## WHAT IS REQUIRED
Only the lines from the one containing "Habitat-count request: mark the boy's" through the end of the data below should be copied, each exactly as written and with both ends kept.

## RECORDS SHOWN
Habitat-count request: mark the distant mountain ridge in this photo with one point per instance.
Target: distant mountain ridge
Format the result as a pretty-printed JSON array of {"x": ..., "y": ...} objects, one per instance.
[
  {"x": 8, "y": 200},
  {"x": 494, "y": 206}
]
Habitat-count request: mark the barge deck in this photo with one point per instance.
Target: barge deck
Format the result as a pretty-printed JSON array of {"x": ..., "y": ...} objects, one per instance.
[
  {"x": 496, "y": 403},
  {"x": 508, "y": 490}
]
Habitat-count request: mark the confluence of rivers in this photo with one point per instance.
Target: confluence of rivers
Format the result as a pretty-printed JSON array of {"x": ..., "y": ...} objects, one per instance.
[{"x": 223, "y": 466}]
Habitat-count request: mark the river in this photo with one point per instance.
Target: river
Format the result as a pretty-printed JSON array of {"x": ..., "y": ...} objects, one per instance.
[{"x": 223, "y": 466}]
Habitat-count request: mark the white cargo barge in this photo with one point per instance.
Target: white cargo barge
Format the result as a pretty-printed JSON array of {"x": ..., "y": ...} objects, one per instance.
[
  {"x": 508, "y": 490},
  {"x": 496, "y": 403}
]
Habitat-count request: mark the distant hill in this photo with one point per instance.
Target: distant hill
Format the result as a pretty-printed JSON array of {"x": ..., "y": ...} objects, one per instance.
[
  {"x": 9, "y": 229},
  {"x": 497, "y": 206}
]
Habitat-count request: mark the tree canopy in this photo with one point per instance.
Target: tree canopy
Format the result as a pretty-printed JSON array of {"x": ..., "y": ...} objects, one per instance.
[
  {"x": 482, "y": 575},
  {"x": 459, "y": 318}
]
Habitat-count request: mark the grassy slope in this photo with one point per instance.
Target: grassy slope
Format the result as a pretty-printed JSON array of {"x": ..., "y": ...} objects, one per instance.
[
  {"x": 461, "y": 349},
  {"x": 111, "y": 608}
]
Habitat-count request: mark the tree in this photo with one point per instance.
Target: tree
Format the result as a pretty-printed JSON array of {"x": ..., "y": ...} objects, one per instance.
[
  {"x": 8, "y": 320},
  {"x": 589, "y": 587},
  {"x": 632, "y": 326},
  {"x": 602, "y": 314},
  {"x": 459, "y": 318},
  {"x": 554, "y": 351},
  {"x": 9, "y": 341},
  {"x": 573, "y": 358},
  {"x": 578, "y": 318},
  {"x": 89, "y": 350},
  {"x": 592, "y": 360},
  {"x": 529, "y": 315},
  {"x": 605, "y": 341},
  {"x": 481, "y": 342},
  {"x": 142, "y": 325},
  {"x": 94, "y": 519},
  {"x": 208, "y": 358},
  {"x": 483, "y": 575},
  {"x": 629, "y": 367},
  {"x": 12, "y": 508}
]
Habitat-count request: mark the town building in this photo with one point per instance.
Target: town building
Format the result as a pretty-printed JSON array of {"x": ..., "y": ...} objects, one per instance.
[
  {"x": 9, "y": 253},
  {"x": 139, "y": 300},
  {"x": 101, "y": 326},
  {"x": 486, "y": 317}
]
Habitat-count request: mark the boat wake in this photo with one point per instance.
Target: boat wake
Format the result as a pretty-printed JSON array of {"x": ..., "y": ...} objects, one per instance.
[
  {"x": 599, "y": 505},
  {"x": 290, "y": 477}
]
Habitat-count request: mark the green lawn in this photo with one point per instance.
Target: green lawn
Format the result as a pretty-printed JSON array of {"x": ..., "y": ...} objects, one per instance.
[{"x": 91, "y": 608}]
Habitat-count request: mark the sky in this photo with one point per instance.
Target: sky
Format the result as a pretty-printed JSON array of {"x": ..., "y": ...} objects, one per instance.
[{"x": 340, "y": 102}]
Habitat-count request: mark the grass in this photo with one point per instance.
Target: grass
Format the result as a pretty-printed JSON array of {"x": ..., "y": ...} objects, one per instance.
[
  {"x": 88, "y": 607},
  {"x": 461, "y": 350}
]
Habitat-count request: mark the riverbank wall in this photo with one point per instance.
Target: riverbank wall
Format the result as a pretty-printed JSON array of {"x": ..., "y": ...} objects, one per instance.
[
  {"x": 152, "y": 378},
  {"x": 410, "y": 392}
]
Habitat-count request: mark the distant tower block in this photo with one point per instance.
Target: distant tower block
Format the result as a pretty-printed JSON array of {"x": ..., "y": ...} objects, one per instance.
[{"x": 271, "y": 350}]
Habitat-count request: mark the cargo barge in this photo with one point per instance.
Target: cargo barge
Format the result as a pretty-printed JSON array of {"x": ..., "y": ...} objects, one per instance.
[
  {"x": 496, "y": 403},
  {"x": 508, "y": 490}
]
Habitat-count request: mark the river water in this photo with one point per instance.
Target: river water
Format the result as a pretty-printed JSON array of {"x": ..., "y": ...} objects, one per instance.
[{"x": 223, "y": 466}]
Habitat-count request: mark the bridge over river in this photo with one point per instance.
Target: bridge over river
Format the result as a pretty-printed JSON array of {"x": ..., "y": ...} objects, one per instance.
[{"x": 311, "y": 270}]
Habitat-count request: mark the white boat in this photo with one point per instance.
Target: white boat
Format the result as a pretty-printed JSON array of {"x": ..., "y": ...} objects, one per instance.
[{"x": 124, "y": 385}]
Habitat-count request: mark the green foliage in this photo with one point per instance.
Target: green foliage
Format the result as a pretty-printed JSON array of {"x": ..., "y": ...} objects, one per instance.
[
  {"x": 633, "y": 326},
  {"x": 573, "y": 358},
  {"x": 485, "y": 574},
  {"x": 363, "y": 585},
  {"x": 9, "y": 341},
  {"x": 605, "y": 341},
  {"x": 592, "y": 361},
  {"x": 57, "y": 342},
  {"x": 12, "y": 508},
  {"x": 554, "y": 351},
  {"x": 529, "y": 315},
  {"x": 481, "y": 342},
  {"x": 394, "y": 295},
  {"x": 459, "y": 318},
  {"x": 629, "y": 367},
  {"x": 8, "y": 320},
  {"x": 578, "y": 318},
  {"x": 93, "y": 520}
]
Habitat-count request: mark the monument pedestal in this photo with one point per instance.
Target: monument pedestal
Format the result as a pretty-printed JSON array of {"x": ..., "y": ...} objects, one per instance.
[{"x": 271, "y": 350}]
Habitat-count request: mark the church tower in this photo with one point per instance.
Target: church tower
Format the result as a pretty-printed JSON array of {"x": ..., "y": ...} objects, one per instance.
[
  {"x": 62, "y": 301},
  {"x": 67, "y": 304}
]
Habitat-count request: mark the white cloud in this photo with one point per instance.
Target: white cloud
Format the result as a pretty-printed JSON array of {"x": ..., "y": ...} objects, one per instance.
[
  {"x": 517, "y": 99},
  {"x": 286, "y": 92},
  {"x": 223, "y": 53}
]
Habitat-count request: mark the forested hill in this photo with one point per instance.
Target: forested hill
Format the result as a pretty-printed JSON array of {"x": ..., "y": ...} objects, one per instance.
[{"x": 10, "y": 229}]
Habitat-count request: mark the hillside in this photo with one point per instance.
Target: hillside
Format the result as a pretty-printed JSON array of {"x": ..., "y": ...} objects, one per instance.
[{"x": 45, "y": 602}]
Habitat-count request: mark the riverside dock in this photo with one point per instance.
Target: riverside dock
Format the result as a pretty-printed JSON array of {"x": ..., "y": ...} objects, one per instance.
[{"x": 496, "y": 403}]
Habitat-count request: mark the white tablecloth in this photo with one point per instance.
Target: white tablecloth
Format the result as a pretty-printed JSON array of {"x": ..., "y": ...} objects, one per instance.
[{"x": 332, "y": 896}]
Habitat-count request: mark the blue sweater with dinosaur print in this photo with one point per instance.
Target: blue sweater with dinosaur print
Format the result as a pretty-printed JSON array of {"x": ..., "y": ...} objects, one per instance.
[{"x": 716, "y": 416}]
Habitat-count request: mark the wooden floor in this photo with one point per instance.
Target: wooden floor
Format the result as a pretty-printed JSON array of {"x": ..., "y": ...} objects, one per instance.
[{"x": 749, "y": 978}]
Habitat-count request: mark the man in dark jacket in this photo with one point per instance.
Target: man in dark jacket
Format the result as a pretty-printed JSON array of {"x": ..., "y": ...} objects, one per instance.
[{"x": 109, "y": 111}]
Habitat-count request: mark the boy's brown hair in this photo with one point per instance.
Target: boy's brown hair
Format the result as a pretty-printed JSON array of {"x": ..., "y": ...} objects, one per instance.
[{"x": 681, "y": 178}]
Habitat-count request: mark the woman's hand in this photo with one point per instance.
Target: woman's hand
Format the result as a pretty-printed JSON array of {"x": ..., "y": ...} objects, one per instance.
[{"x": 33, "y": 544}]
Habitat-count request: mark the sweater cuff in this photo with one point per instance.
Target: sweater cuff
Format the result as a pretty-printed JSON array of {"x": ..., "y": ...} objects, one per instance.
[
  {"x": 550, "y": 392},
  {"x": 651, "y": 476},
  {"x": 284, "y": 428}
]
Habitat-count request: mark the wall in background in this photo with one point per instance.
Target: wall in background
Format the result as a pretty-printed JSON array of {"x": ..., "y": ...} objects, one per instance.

## ANSWER TO THIS EXERCISE
Habitat-count request: mark the boy's brown hair in this photo with one point per instance.
Target: boy's brown hair
Format the result as a pretty-printed JSON array of {"x": ..., "y": ...} objects, one per instance.
[{"x": 681, "y": 178}]
Habitat-count request: mark the woman's hand in this photo with one point per instance.
Target: woman's hand
Format the result as a pretty-printed JSON array of {"x": ..., "y": ...} objects, one per instance.
[{"x": 33, "y": 544}]
Habitat-count request: mark the sweater cuff in this photo with one point per instance.
Target: sweater cuff
Format the result as a pretty-printed JSON array of {"x": ..., "y": ...} objects, one per instance.
[
  {"x": 550, "y": 392},
  {"x": 651, "y": 476},
  {"x": 284, "y": 428}
]
Habitat-count request: mark the wall in background in this photo with one point per instance.
Target: wall in background
Format the result as a pretty-printed JSON array of {"x": ..., "y": ...} objects, one per instance.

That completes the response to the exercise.